#### [Provided text]
Interview with John Laws

2UE

Thursday, 2 March 2006

9.20 am

 

SUBJECTS: Press Club speech, work/family balance, energy, housing, GST

LAWS:

Treasurer Good morning.

TREASURER:

Good morning John, good to be with you.

LAWS:

Good to talk to you. You were very funny at the Press Club thing, you have

got a very nice sense of humour.

TREASURER:

Well, you have got to enjoy life, don’t you John.

LAWS:

You bet, you certainly do.

TREASURER:

If you don’t have a joke with yourself you won’t get through the

day but anyway, look, I enjoy mixing it with journalists, they come down and

they ask their trickiest questions and sometimes you are able to hit them over

the fence and sometimes you have just got to block them. Sometimes they take

your wicket.

LAWS:

Well, rarely in your case I think.

TREASURER:

Well, you have got to get up early in the morning to beat these journalists,

John.

LAWS:

Why, do you?

TREASURER:

They are tricky people.

LAWS:

But you are fond of them, aren’t you?

TREASURER:

I love them all.

LAWS:

You really seem to have gone on the front foot in recent times as Steve Lewis

said on The Australian front page today, you have spoken out on multiculturalism,

you spoke your mind on that RU486 and now you are promising to do more for the

ladies to make Australia the most female friendly country in the world, what,

can you tell me what you mean by that?

TREASURER:

I would like to see a situation where women are able to pursue their careers,

their interests to the maximum extent where they don’t meet any barriers,

where we are able to harness the skills and the talents of the women of Australia

and I think it will make Australia a stronger place.

LAWS:

Do you think they have barriers put in front of them now?

TREASURER:

I think we are probably one of the best countries in the world, I think if

you look around the world there wouldn’t be that many where women’s

opportunity is as great as Australia but I still don’t think it is as

good as it could be. I think there are areas where we could make particularly

the work and family balance better.

LAWS:

Is that what you call a pressing issue?

TREASURER:

I think so, I think if you spoke to many women today, particularly mothers

that are looking after children they feel as if they are pressured, particularly

if they have got a part-time job – a lot of them do have part-time jobs

now – and I think they would say that if things could be done to make

things easier then I think they would welcome it.

LAWS:

What are the other issues that you think are very pressing for Australia at

this time?

TREASURER:

I think John, we still haven’t got our export regulation right, we are

in the middle of a big minerals boom, our ports are not coping with the way

in which they could be handling exports, there is too much State-based regulation

– I think that is a big problem for Australia – I think we need

national markets and electricity and gas and I have this idea of an energy freeway,

an energy freeway from Australia and other producing nations in east Asia to

the big consumer markets of Korea and China. If we can get our domestic markets

right we can become a global supplier and that will place us well for 10, 20,

30 years.

LAWS:

You have also warned that we face slower economic growth because of weak consumer

spending and the housing slowdown but the word I am hearing now is the housing

slowdown has slowed down is starting to come up again.

TREASURER:

Yes, it has been slowing really for some time, I would say a year, maybe two.

LAWS:

Yes.

#### [Data records]
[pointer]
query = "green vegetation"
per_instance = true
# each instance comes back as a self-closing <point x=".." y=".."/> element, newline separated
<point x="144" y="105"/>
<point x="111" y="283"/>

#### [What you need to do]
Rename "balance" to "equilibrium" and write out the interview passage again. Begin at the words "opportunity is as" and stop after "family balance better.". Rely only on the interview itself.

#### [Worked answer]
opportunity is as great as Australia but I still don’t think it is as

good as it could be. I think there are areas where we could make particularly

the work and family equilibrium better.